§ **EXERCISE SET**
(a) Answer these questions from the extract on history teaching:
(i) How many years of American history does California's History-Social Science Framework recommend that every student be required to take?
(ii) What professional group did traditionalists organize this year to balance the NCSS?
(iii) Who created the New York task force that issued "A Curriculum of Inclusion"?
(b) Transcribe word for word the part of the extract on history teaching that opens with the words containing "On one side" and closes with "Diego High School.".
(c) Pick up the extract on history teaching after its final sentence and carry it on.

§ **EXTRACT**
Expand History’s Place.  One way to bridge the history gap is simply to teach more of it.  Three years ago, California adopted a new History-Social Science Framework which strongly recommends that every student be required to take at least three years of American history and three years of world history between grades five and 12.  (Most states currently mandate only one year of American history.) In 1988, the Bradley Commission echoed California’s plans, arguing that, properly taught, history would help develop certain “habits of the mind” — critical thinking, acceptance of uncertainty, appreciation of causation — that have been sadly lacking from many classrooms.

One of the obstacles to greater concentration on history is the National Council on Social Studies (NCSS), which often downplays history in favor of what NCSS executive director Fran Haley calls “a more integrated approach.” Over the years, social studies has fallen prey to trends — ethnic, demographic, environmental, women’s and “peace” studies — that are unobjectionable, even commendable in themselves.  But these subject areas too often crowd out basic historical literacy.  Instead of being included in the broad sweep of history, they tend to replace it.  Only this year have traditionalists organized to balance the NCSS with their own professional group, the National Council for History Education.

Put ‘Multiculturalism’ in Perspective.  Even after arriving at a consensus on the importance of history, the debate still rages over whose history should be taught.  In some ways, this is a diversion, like arguing calculus versus trigonometry when the students don’t know how to add and subtract.  But it is a passionate debate within the profession, and with minorities soon to make up one third of the public-school population, it will only grow in importance.

On one side are those who attack the traditional emphasis on American history and Western civilization as “Eurocentric.” They argue that such curricula — which stress the centrality of the transfer of European values and traditions to America — are not meaningful for many minority students; in fact, they suggest that a traditional approach can be downright harmful because it doesn’t present positive enough views of nonwhite groups.  This critique is fueled by a sense that curriculum is often too positive, downplaying, for instance, the horrors of slavery and the destruction of Indians.  American history, these critics say, is often presented as a “parade of presidents.” World history seems to be a story of Europe on top.  “That’s hard for kids attached to those nations that were subjugated,” says Irene Segade, who teaches at San Diego High School.

The most extreme version of this view was contained in “A Curriculum of Inclusion,” a highly controversial report issued last year by a New York task force assigned by Education Commissioner Thomas Sobol to review social studies.  Sobol admits that he created the task force, which he says was preliminary and not responsible for curricular reform, essentially as a political gesture to minority groups upset by his appointment.  (He is white.) He underestimated the potential for backlash.  The report is a textbook case of what happens when education is treated as akin to a pork-barrel project, with bones thrown to constituency groups.  Although the state’s history curriculum was overhauled to make it more multicultural as recently as 1987, representatives of different ethnic groups each argued that their histories should be more heavily weighted.

§ **DATA SECTION**
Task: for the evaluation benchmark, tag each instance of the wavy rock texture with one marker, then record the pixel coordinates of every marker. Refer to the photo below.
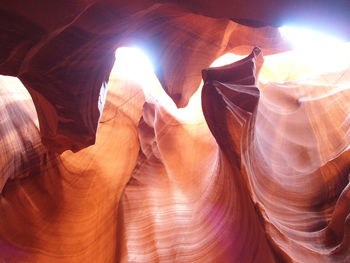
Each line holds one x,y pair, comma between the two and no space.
253,168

§ **RESULTS IN ORDER**
(a)
(i) At least three years, between grades five and 12.
(ii) The National Council for History Education.
(iii) Education Commissioner Thomas Sobol.

(b)
On one side are those who attack the traditional emphasis on American history and Western civilization as “Eurocentric.” They argue that such curricula — which stress the centrality of the transfer of European values and traditions to America — are not meaningful for many minority students; in fact, they suggest that a traditional approach can be downright harmful because it doesn’t present positive enough views of nonwhite groups.  This critique is fueled by a sense that curriculum is often too positive, downplaying, for instance, the horrors of slavery and the destruction of Indians.  American history, these critics say, is often presented as a “parade of presidents.” World history seems to be a story of Europe on top.  “That’s hard for kids attached to those nations that were subjugated,” says Irene Segade, who teaches at San Diego High School.

(c)
The problem with the argument is that the contributions of different cultures have simply not been comparable.  Like it or not, Europe has had the largest influence on this nation’s values and institutions.  “No one would say that Afro-Asian culture studies is not important.  These parts of the world are relevant to us today,” says Steve Houser, a history teacher at Horace Greeley High School in Chappaqua, N.Y.  “But we have a problem with being [attacked as] ‘Eurocentric.’ We teach the good and the bad of European history — imperialism, world wars, the Holocaust.  It’s ridiculous to say that Europe hasn’t had an inordinate influence over the modern world.”

The “Europhobic” approach, says Diane Ravitch, “endorses the principle of collective guilt.  It encourages a sense of rage and victimization in those who are the presumed descendants of victims and a sense of resentment in those who are the presumed descendants of oppressors.  Instead of learning from history about the dangers of prejudging individuals by their color or religion, students learn that it is appropriate to think of others primarily in terms of their group identity.” California Education Superintendent Bill Honig argues simply that the essential themes of history often transcend lines of race and national origin.  He points to the Chinese students who raised the Statue of Liberty last year in Tiananmen Square.  “They’re quoting Montesquieu, Jefferson and Locke,” he says.  “In fact, they can quote [them] better than our people.”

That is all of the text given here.